■ Your objective ■
Copy the stretch of the listing from its very start through the line containing "110], [92, 104]]", leaving any pictures out of your copy.

— Begin —

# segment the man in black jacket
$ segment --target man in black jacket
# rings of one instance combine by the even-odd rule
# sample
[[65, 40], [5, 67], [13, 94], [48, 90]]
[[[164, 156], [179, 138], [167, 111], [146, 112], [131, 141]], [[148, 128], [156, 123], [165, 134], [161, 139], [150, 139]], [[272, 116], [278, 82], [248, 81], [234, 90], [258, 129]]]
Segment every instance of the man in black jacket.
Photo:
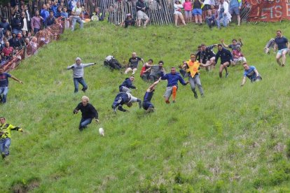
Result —
[[223, 76], [223, 71], [226, 71], [226, 78], [228, 76], [228, 67], [230, 66], [231, 61], [233, 61], [233, 55], [230, 50], [223, 48], [221, 44], [218, 45], [219, 51], [216, 55], [214, 65], [216, 64], [219, 58], [221, 57], [221, 66], [219, 67], [219, 78]]
[[88, 103], [90, 99], [87, 96], [83, 96], [81, 97], [81, 102], [74, 110], [74, 114], [78, 113], [80, 110], [81, 111], [81, 119], [78, 126], [78, 129], [81, 131], [92, 122], [93, 118], [95, 119], [97, 122], [99, 122], [99, 115], [97, 110], [92, 104]]

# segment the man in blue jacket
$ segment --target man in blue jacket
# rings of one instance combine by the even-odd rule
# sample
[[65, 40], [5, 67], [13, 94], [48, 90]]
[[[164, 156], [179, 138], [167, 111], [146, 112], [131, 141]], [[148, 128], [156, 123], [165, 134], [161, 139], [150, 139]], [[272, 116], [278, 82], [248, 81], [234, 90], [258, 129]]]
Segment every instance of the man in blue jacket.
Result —
[[226, 78], [228, 76], [228, 67], [230, 66], [231, 61], [233, 61], [233, 55], [230, 50], [223, 48], [221, 44], [218, 45], [218, 50], [216, 55], [214, 65], [216, 64], [219, 58], [221, 57], [221, 66], [219, 67], [219, 78], [223, 77], [223, 71], [226, 71]]
[[125, 79], [125, 81], [123, 82], [122, 85], [120, 85], [119, 86], [119, 91], [120, 92], [127, 92], [127, 93], [131, 93], [131, 90], [132, 89], [136, 89], [136, 87], [134, 85], [133, 85], [132, 82], [134, 81], [134, 76], [131, 76], [130, 78], [126, 78], [126, 79]]
[[175, 103], [178, 81], [184, 86], [189, 83], [188, 81], [186, 83], [184, 81], [180, 73], [177, 72], [174, 67], [171, 68], [171, 72], [170, 73], [164, 74], [164, 72], [161, 71], [161, 80], [167, 80], [168, 82], [165, 93], [163, 96], [165, 99], [165, 103], [167, 104], [170, 103], [169, 99], [170, 98], [171, 94], [172, 94], [173, 98], [172, 102]]

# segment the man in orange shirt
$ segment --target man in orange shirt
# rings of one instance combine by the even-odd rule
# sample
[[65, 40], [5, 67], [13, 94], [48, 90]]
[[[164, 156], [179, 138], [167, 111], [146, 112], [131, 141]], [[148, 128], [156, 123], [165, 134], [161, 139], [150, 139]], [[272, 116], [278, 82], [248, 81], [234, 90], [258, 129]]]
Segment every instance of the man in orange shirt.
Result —
[[191, 90], [193, 92], [194, 97], [198, 99], [198, 93], [195, 91], [195, 85], [198, 85], [202, 97], [205, 96], [202, 86], [200, 79], [200, 62], [196, 61], [196, 55], [191, 55], [191, 60], [188, 64], [184, 64], [183, 68], [186, 69], [186, 73], [189, 75], [188, 81], [191, 84]]

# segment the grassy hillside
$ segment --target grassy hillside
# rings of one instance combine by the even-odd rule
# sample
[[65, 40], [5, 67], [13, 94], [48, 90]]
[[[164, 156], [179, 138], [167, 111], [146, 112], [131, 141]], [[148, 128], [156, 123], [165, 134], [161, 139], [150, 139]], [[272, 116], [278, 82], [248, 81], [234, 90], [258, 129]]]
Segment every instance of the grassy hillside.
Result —
[[[219, 31], [193, 24], [125, 29], [97, 23], [66, 31], [11, 72], [25, 84], [11, 80], [0, 115], [27, 132], [12, 134], [11, 156], [0, 160], [1, 192], [290, 192], [290, 59], [280, 68], [275, 54], [263, 52], [277, 29], [290, 37], [289, 22]], [[229, 77], [220, 79], [217, 65], [201, 71], [205, 98], [195, 99], [189, 85], [179, 85], [177, 103], [167, 105], [163, 81], [152, 100], [154, 113], [136, 104], [130, 113], [112, 113], [126, 76], [103, 66], [106, 55], [127, 62], [135, 51], [154, 64], [163, 60], [168, 71], [202, 43], [224, 38], [230, 43], [240, 37], [261, 82], [247, 80], [240, 87], [242, 66], [230, 67]], [[65, 69], [76, 57], [98, 64], [85, 69], [85, 79], [100, 123], [82, 133], [81, 113], [72, 110], [83, 93], [74, 94], [72, 73]], [[149, 85], [137, 76], [133, 94], [143, 99]]]

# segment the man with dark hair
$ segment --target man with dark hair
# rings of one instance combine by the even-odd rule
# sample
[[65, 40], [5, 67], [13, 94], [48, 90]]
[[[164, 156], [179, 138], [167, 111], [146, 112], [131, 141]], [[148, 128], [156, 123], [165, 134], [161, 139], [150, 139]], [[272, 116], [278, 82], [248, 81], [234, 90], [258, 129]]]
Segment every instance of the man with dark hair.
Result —
[[[4, 69], [0, 67], [0, 97], [1, 98], [1, 102], [3, 103], [6, 102], [7, 94], [8, 92], [8, 78], [11, 78], [19, 83], [23, 84], [22, 81], [8, 73], [5, 73]], [[1, 94], [3, 95], [1, 96]]]
[[[289, 51], [290, 44], [288, 39], [282, 35], [281, 30], [277, 30], [277, 36], [275, 38], [275, 49], [278, 50], [276, 55], [276, 61], [279, 66], [284, 67], [286, 62], [286, 55]], [[282, 58], [282, 63], [281, 64], [281, 57]]]
[[53, 16], [53, 11], [50, 10], [49, 16], [46, 19], [44, 22], [44, 26], [46, 28], [53, 25], [55, 23], [55, 17]]
[[171, 94], [172, 94], [172, 102], [175, 103], [175, 99], [177, 96], [177, 91], [178, 89], [178, 81], [184, 86], [188, 84], [188, 81], [186, 83], [182, 78], [179, 73], [177, 72], [175, 67], [171, 68], [171, 72], [170, 73], [165, 74], [163, 71], [161, 71], [161, 80], [167, 80], [167, 86], [166, 87], [165, 93], [164, 94], [164, 98], [166, 103], [170, 103], [169, 101]]
[[11, 131], [23, 132], [23, 129], [19, 127], [14, 127], [9, 123], [5, 124], [4, 117], [0, 117], [0, 151], [3, 159], [9, 155], [9, 147], [11, 144]]
[[95, 119], [96, 122], [99, 122], [97, 111], [92, 104], [89, 103], [89, 101], [90, 99], [87, 96], [83, 96], [81, 102], [74, 109], [74, 114], [78, 113], [80, 110], [81, 112], [81, 119], [78, 126], [80, 131], [86, 128], [93, 118]]
[[131, 107], [132, 103], [134, 102], [138, 102], [139, 108], [141, 108], [142, 102], [139, 99], [133, 96], [127, 92], [120, 92], [116, 96], [115, 100], [113, 102], [113, 111], [116, 113], [118, 108], [118, 110], [123, 112], [129, 112], [127, 110], [123, 108], [123, 105], [126, 104], [128, 107]]
[[219, 67], [219, 78], [223, 77], [223, 71], [226, 71], [226, 78], [228, 76], [228, 67], [230, 66], [231, 61], [233, 60], [232, 52], [223, 48], [221, 44], [218, 45], [218, 50], [216, 55], [214, 65], [216, 64], [219, 58], [221, 57], [221, 66]]
[[134, 85], [133, 85], [132, 82], [134, 81], [134, 76], [131, 76], [130, 78], [126, 78], [125, 79], [125, 81], [123, 82], [122, 85], [120, 85], [119, 86], [119, 91], [120, 92], [127, 92], [127, 93], [131, 93], [131, 90], [132, 89], [136, 89], [136, 87]]
[[142, 107], [146, 113], [154, 112], [154, 106], [151, 103], [151, 99], [154, 94], [154, 91], [156, 89], [156, 85], [160, 81], [160, 79], [159, 78], [157, 81], [150, 85], [145, 92]]
[[242, 87], [244, 85], [244, 83], [246, 83], [246, 77], [251, 80], [251, 83], [258, 82], [262, 80], [261, 75], [258, 73], [255, 66], [248, 66], [247, 62], [244, 62], [242, 64], [242, 66], [244, 67], [244, 71], [241, 87]]
[[146, 25], [149, 22], [149, 17], [145, 13], [146, 6], [144, 2], [144, 0], [139, 0], [136, 3], [136, 10], [137, 13], [137, 20], [138, 20], [138, 27], [141, 26], [141, 20], [145, 20], [144, 27], [146, 27]]

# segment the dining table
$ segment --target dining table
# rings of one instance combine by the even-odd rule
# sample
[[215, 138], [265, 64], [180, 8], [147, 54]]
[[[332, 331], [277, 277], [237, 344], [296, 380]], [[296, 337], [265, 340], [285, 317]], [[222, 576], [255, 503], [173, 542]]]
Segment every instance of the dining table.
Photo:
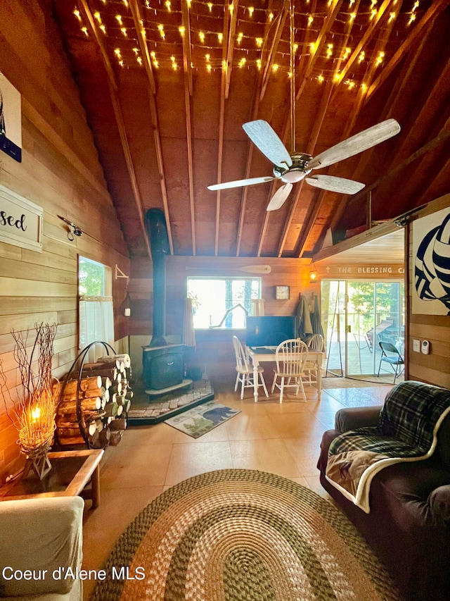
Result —
[[[258, 402], [258, 367], [260, 363], [274, 363], [276, 361], [276, 347], [247, 347], [247, 354], [253, 366], [253, 396]], [[319, 400], [322, 393], [322, 362], [325, 353], [322, 351], [308, 350], [307, 361], [312, 366], [310, 371], [316, 374]]]

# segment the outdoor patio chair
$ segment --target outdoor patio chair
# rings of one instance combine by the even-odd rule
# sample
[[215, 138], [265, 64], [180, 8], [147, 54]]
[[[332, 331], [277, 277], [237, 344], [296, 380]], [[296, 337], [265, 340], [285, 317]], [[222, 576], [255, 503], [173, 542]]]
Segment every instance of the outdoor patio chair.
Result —
[[381, 340], [378, 342], [378, 344], [381, 348], [381, 357], [378, 365], [378, 376], [380, 376], [382, 361], [388, 363], [394, 371], [394, 383], [395, 384], [397, 376], [399, 376], [404, 368], [404, 360], [397, 347], [394, 345], [390, 342], [383, 342]]

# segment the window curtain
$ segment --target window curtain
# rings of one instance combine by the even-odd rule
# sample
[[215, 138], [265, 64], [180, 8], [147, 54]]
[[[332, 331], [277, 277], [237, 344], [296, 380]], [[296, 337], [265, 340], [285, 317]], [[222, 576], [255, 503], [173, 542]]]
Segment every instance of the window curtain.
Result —
[[184, 302], [183, 344], [186, 347], [195, 346], [195, 330], [194, 329], [194, 318], [192, 311], [192, 299], [188, 297]]
[[264, 316], [264, 299], [252, 299], [252, 315]]
[[[114, 314], [112, 297], [82, 296], [79, 298], [79, 347], [99, 340], [114, 345]], [[86, 360], [94, 361], [107, 354], [103, 345], [95, 345]]]

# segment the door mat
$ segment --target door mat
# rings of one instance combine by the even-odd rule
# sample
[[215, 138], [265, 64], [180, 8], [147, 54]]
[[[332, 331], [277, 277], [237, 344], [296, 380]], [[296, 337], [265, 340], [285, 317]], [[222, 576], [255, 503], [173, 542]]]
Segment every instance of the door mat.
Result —
[[210, 401], [214, 395], [214, 388], [209, 380], [193, 382], [188, 390], [165, 395], [152, 401], [143, 390], [133, 397], [128, 413], [128, 423], [129, 426], [153, 426]]
[[180, 415], [165, 420], [165, 423], [188, 434], [193, 438], [199, 438], [238, 413], [240, 413], [240, 409], [231, 409], [220, 403], [208, 401]]

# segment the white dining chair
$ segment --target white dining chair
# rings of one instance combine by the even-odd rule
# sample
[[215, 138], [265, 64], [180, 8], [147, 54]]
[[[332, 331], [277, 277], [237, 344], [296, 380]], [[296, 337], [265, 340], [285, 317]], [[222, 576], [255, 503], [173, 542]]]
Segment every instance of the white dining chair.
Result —
[[[253, 381], [253, 368], [250, 366], [248, 357], [245, 354], [243, 347], [240, 343], [240, 340], [237, 336], [233, 337], [233, 346], [234, 347], [234, 354], [236, 359], [236, 381], [234, 386], [234, 391], [238, 390], [238, 385], [240, 383], [240, 398], [244, 398], [244, 388], [251, 387], [255, 388]], [[266, 396], [269, 396], [266, 383], [262, 375], [264, 369], [261, 366], [258, 366], [258, 388], [262, 386]], [[259, 382], [259, 380], [261, 380]]]
[[[275, 351], [276, 367], [274, 368], [275, 376], [272, 383], [271, 392], [275, 387], [280, 390], [280, 402], [283, 402], [285, 388], [295, 388], [298, 395], [302, 389], [303, 400], [306, 403], [307, 397], [303, 387], [302, 378], [305, 376], [305, 365], [308, 360], [308, 347], [299, 339], [285, 340], [278, 345]], [[278, 383], [278, 379], [280, 378]]]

— End —

■ Output of the task ■
# segment the man in black jacket
$ segment --target man in black jacket
# rings of one instance combine by the even-odd rule
# sample
[[65, 40], [5, 67], [13, 94], [48, 90]]
[[[164, 156], [179, 138], [167, 111], [146, 112], [131, 141]], [[148, 128], [156, 123], [165, 134], [161, 139], [150, 139]], [[272, 116], [278, 82], [248, 81], [234, 90], [258, 129]]]
Segment every instance of the man in black jacket.
Photo:
Result —
[[223, 76], [223, 71], [226, 71], [226, 78], [228, 76], [228, 67], [230, 66], [231, 61], [233, 61], [233, 55], [230, 50], [223, 48], [221, 44], [218, 45], [219, 51], [216, 55], [214, 65], [216, 64], [219, 58], [221, 57], [221, 66], [219, 67], [219, 78]]
[[88, 103], [90, 99], [87, 96], [83, 96], [81, 97], [81, 102], [74, 110], [74, 114], [78, 113], [80, 110], [81, 111], [81, 119], [78, 126], [78, 129], [81, 131], [92, 122], [93, 118], [95, 119], [97, 122], [99, 122], [99, 115], [97, 110], [92, 104]]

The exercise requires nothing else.